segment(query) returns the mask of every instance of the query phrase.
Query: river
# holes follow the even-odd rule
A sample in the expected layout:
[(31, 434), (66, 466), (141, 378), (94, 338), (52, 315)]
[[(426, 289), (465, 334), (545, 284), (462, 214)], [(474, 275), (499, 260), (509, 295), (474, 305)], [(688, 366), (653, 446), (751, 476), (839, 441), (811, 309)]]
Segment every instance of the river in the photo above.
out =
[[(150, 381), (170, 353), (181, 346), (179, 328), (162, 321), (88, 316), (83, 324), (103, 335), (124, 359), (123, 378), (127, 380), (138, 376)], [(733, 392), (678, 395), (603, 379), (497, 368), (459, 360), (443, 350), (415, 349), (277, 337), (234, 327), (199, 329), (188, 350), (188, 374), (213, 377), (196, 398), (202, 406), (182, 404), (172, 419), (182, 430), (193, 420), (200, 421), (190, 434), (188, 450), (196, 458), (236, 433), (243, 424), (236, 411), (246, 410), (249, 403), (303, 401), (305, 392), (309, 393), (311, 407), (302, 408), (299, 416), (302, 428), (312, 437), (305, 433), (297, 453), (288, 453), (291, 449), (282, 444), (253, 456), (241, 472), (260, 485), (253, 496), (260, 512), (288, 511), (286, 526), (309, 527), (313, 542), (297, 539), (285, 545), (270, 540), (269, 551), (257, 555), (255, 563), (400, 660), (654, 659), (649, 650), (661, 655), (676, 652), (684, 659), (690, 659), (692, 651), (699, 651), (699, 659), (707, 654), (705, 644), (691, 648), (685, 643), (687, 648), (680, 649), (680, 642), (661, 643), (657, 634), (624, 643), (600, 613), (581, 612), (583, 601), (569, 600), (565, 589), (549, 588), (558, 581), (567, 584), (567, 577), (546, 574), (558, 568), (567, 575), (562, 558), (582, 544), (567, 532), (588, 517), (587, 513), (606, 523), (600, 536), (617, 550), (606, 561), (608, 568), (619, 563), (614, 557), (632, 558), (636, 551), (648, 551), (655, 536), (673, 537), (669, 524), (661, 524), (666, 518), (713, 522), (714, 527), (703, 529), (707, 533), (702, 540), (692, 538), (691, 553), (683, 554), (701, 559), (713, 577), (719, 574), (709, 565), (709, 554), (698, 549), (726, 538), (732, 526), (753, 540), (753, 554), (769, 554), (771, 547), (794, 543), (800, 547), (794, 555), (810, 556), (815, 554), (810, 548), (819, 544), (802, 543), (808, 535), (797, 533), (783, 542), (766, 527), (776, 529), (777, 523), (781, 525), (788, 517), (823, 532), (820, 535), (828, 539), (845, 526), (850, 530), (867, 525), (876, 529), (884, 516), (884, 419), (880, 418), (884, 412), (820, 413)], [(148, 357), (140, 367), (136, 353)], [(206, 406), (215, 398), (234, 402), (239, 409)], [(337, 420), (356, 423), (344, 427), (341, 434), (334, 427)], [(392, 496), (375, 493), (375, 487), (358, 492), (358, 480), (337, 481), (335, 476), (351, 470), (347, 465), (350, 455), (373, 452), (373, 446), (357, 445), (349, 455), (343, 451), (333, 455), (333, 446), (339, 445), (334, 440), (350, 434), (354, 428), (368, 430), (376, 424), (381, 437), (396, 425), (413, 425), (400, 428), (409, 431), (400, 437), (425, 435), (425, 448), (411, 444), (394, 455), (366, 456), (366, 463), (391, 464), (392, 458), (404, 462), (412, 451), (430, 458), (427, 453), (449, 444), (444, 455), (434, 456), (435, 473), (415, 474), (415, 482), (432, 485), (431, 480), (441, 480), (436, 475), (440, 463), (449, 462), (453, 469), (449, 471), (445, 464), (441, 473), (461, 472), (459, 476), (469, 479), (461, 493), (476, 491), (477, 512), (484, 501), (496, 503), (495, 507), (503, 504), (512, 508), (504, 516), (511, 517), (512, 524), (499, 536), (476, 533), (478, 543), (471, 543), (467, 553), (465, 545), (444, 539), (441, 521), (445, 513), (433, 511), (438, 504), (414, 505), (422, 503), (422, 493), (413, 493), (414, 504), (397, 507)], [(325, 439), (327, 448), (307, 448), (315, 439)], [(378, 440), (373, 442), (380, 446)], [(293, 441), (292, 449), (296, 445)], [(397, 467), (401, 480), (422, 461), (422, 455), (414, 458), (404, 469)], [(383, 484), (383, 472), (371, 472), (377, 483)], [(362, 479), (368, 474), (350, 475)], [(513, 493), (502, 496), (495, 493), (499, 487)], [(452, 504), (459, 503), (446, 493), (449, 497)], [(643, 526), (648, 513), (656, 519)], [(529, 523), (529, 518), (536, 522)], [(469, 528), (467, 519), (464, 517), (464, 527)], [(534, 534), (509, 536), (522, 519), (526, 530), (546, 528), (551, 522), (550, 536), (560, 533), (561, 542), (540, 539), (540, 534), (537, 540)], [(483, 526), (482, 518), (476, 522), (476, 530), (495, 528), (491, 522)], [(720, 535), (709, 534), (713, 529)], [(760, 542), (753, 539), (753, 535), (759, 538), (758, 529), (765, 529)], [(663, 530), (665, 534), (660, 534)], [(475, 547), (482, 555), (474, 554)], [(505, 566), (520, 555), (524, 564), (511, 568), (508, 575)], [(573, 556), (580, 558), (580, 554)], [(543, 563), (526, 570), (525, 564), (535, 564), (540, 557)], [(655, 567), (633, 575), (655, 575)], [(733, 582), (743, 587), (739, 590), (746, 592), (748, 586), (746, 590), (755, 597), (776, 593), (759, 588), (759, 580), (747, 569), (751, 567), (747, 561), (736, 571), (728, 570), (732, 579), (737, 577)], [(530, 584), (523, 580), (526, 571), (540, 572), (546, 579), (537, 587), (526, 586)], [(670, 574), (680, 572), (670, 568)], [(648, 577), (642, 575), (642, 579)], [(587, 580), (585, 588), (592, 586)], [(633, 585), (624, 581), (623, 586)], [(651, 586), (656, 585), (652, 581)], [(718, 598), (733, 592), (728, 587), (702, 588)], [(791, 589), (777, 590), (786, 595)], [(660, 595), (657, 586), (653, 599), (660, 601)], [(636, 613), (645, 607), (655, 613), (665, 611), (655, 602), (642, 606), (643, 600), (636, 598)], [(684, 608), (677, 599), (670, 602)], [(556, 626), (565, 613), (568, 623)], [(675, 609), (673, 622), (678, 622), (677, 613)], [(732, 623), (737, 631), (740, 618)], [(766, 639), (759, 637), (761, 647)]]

TASK INSTRUCTIONS:
Put every line of the entries above into a numbered list, leaving out any blank lines.

PROBLEM SOLUTION:
1. segment(query) returns the mask of every instance of the query phrase.
2. Query: river
3. # holes follow the even-odd rule
4. A sample in the expected layout:
5. [(31, 434), (66, 466), (141, 378), (94, 338), (52, 315)]
6. [[(426, 289), (465, 334), (545, 284), (462, 214)], [(474, 275), (499, 260), (509, 295), (474, 305)], [(688, 366), (653, 446), (751, 476), (839, 441), (811, 309)]]
7. Segment every instance of the river in the photo above.
8. out =
9. [[(150, 381), (170, 353), (181, 346), (179, 328), (162, 321), (88, 316), (83, 324), (103, 335), (124, 359), (123, 378), (127, 380), (138, 376)], [(733, 392), (678, 395), (603, 379), (497, 368), (459, 360), (443, 350), (415, 349), (277, 337), (234, 327), (199, 329), (188, 350), (188, 374), (213, 377), (196, 398), (202, 406), (182, 404), (172, 419), (182, 430), (193, 420), (200, 421), (190, 434), (188, 450), (196, 458), (236, 433), (243, 424), (236, 411), (246, 410), (249, 403), (303, 401), (305, 392), (309, 393), (311, 407), (302, 408), (299, 416), (302, 428), (312, 437), (305, 433), (297, 453), (288, 453), (291, 449), (282, 444), (253, 456), (241, 472), (260, 485), (253, 496), (260, 512), (288, 511), (286, 526), (309, 527), (313, 542), (297, 539), (285, 545), (270, 540), (269, 551), (257, 555), (255, 563), (400, 660), (654, 659), (649, 650), (661, 655), (676, 652), (684, 659), (690, 659), (692, 651), (699, 651), (699, 659), (707, 654), (705, 644), (691, 648), (685, 643), (687, 648), (680, 649), (680, 642), (661, 643), (657, 634), (624, 643), (600, 613), (581, 612), (583, 601), (569, 600), (565, 589), (549, 588), (558, 581), (567, 584), (567, 577), (546, 574), (558, 568), (567, 575), (562, 558), (582, 544), (567, 532), (588, 517), (587, 513), (606, 523), (600, 536), (617, 550), (606, 561), (608, 568), (619, 563), (614, 557), (632, 558), (636, 551), (648, 551), (655, 536), (673, 537), (669, 524), (661, 524), (666, 518), (713, 522), (714, 527), (703, 529), (707, 533), (702, 540), (692, 538), (691, 553), (683, 554), (701, 559), (713, 577), (719, 574), (709, 565), (709, 554), (698, 549), (726, 538), (732, 526), (753, 540), (753, 554), (769, 554), (771, 547), (794, 543), (800, 547), (794, 555), (810, 556), (815, 554), (810, 548), (819, 544), (802, 543), (808, 535), (797, 533), (783, 542), (766, 527), (776, 529), (777, 523), (781, 525), (788, 517), (823, 532), (820, 535), (828, 539), (845, 526), (850, 530), (867, 525), (876, 529), (884, 516), (884, 419), (880, 418), (884, 412), (820, 413)], [(148, 357), (140, 367), (136, 353)], [(206, 406), (215, 398), (234, 402), (239, 409)], [(337, 420), (356, 423), (344, 427), (341, 434), (334, 427)], [(392, 496), (375, 493), (375, 487), (358, 492), (358, 480), (337, 481), (335, 476), (351, 470), (347, 465), (350, 455), (373, 452), (373, 446), (357, 445), (349, 455), (343, 451), (333, 455), (333, 446), (339, 445), (334, 440), (350, 434), (354, 428), (368, 430), (376, 424), (381, 437), (396, 425), (413, 425), (400, 428), (409, 431), (400, 437), (425, 435), (425, 448), (411, 444), (394, 455), (366, 456), (366, 463), (391, 464), (392, 458), (404, 462), (412, 451), (430, 458), (427, 453), (449, 444), (444, 455), (434, 456), (435, 473), (415, 474), (415, 482), (432, 485), (431, 480), (441, 480), (436, 475), (440, 463), (449, 462), (453, 469), (449, 471), (445, 464), (441, 473), (461, 472), (459, 476), (469, 479), (461, 493), (476, 491), (477, 512), (484, 501), (496, 503), (495, 507), (503, 504), (512, 508), (504, 516), (511, 517), (512, 524), (499, 536), (476, 533), (478, 543), (471, 543), (467, 553), (465, 545), (444, 539), (441, 521), (445, 513), (433, 511), (438, 504), (414, 505), (422, 503), (422, 493), (413, 493), (414, 504), (397, 507)], [(325, 439), (327, 448), (307, 448), (315, 439)], [(378, 440), (373, 442), (380, 446)], [(293, 441), (292, 449), (296, 445)], [(397, 467), (401, 480), (422, 461), (422, 455), (414, 458), (404, 469)], [(383, 484), (383, 472), (371, 472), (377, 483)], [(362, 479), (368, 474), (350, 475)], [(513, 493), (502, 496), (495, 493), (499, 487)], [(452, 504), (459, 503), (446, 493), (449, 497)], [(643, 526), (648, 513), (656, 519)], [(529, 523), (529, 518), (536, 522)], [(469, 528), (467, 519), (464, 517), (464, 527)], [(534, 534), (509, 536), (522, 519), (526, 530), (546, 528), (551, 522), (550, 536), (560, 533), (561, 542), (540, 539), (540, 534), (537, 540)], [(483, 526), (482, 518), (476, 522), (476, 530), (495, 528), (491, 522)], [(720, 535), (709, 534), (713, 529)], [(760, 542), (753, 539), (753, 535), (759, 538), (758, 529), (765, 529)], [(663, 530), (665, 534), (660, 534)], [(475, 547), (482, 555), (474, 554)], [(505, 566), (520, 555), (524, 564), (511, 568), (508, 575)], [(573, 556), (580, 558), (580, 554)], [(543, 563), (526, 570), (525, 564), (535, 564), (540, 557)], [(655, 567), (633, 575), (655, 575)], [(733, 582), (743, 587), (739, 590), (746, 592), (748, 586), (746, 590), (755, 597), (776, 593), (759, 588), (759, 580), (747, 569), (751, 567), (747, 561), (736, 571), (728, 570), (732, 579), (737, 577)], [(530, 584), (523, 580), (526, 571), (540, 572), (546, 579), (537, 587), (526, 586)], [(670, 574), (680, 572), (670, 568)], [(648, 577), (642, 575), (642, 579)], [(587, 580), (585, 588), (592, 586)], [(633, 585), (624, 581), (623, 586)], [(651, 586), (656, 585), (652, 581)], [(718, 598), (733, 592), (728, 587), (702, 588)], [(791, 589), (777, 590), (786, 595)], [(660, 595), (657, 586), (653, 599), (660, 601)], [(636, 613), (645, 607), (655, 613), (665, 611), (655, 602), (642, 606), (643, 600), (636, 598)], [(684, 608), (677, 599), (670, 602)], [(556, 626), (565, 613), (568, 623)], [(675, 609), (673, 622), (678, 622), (677, 613)], [(732, 623), (737, 631), (740, 618)], [(766, 639), (759, 637), (761, 647)]]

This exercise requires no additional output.